== Provided records

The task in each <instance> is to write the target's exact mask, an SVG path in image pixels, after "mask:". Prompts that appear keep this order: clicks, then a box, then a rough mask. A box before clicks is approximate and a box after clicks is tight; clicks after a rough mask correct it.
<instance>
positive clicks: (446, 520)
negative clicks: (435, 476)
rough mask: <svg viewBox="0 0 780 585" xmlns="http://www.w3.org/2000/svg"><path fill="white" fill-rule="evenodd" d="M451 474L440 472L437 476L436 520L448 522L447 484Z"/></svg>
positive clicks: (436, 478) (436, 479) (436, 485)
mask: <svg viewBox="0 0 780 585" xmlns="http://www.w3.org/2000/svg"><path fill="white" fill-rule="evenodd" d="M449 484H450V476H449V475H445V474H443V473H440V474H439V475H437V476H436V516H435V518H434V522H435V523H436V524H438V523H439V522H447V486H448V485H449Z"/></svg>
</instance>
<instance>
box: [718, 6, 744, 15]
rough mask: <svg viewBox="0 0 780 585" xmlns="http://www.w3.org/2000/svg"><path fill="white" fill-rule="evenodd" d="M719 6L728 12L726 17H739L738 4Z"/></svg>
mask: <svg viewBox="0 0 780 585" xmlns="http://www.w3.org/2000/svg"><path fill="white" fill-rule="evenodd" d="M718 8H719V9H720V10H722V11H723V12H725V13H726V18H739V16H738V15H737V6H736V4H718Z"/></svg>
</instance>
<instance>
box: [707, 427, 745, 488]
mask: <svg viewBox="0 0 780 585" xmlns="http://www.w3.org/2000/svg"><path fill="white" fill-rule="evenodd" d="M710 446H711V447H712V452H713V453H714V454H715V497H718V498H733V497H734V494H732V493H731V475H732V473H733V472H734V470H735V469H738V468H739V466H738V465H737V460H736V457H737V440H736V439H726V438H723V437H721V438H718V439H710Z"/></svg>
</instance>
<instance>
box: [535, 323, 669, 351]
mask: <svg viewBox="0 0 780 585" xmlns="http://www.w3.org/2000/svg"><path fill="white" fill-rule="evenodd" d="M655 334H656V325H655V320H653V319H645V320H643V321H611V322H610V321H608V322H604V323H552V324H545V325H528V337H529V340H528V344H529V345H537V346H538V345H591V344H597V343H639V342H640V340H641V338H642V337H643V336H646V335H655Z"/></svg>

====

Problem statement:
The whole listing above is to be transcribed exactly, line for line.

Written answer:
The task in each <instance> is to write the target's exact mask, an SVG path in image pixels, after "mask:". Prompts that appear keep this order: clicks, then a box, then a rough mask. A box before clicks is approximate and a box after clicks is tight; clicks after a rough mask correct it.
<instance>
positive clicks: (446, 520)
negative clicks: (435, 476)
rough mask: <svg viewBox="0 0 780 585" xmlns="http://www.w3.org/2000/svg"><path fill="white" fill-rule="evenodd" d="M451 474L440 472L437 476L436 520L448 522L447 484Z"/></svg>
positive clicks: (436, 478) (436, 479) (436, 485)
mask: <svg viewBox="0 0 780 585" xmlns="http://www.w3.org/2000/svg"><path fill="white" fill-rule="evenodd" d="M449 484H450V476H449V475H445V474H443V473H440V474H439V475H437V476H436V516H435V518H434V522H435V523H436V524H438V523H439V522H447V486H448V485H449Z"/></svg>
</instance>
<instance>
box: [718, 6, 744, 15]
rough mask: <svg viewBox="0 0 780 585" xmlns="http://www.w3.org/2000/svg"><path fill="white" fill-rule="evenodd" d="M719 6L728 12L726 17H739L738 4Z"/></svg>
mask: <svg viewBox="0 0 780 585" xmlns="http://www.w3.org/2000/svg"><path fill="white" fill-rule="evenodd" d="M718 8H719V9H720V10H722V11H723V12H725V13H726V18H739V16H738V15H737V6H736V4H718Z"/></svg>
</instance>
<instance>
box: [707, 427, 745, 488]
mask: <svg viewBox="0 0 780 585" xmlns="http://www.w3.org/2000/svg"><path fill="white" fill-rule="evenodd" d="M710 446H711V447H712V452H713V453H714V454H715V497H718V498H733V497H734V494H732V493H731V475H732V473H733V472H734V470H735V469H738V468H739V466H738V465H737V460H736V457H737V440H736V439H726V438H723V437H721V438H718V439H710Z"/></svg>
</instance>
<instance>
box: [535, 323, 669, 351]
mask: <svg viewBox="0 0 780 585" xmlns="http://www.w3.org/2000/svg"><path fill="white" fill-rule="evenodd" d="M655 334H656V325H655V320H653V319H645V320H643V321H611V322H610V321H608V322H604V323H552V324H545V325H528V337H529V340H528V344H529V345H537V346H538V345H591V344H597V343H639V342H640V340H641V338H642V337H643V336H646V335H655Z"/></svg>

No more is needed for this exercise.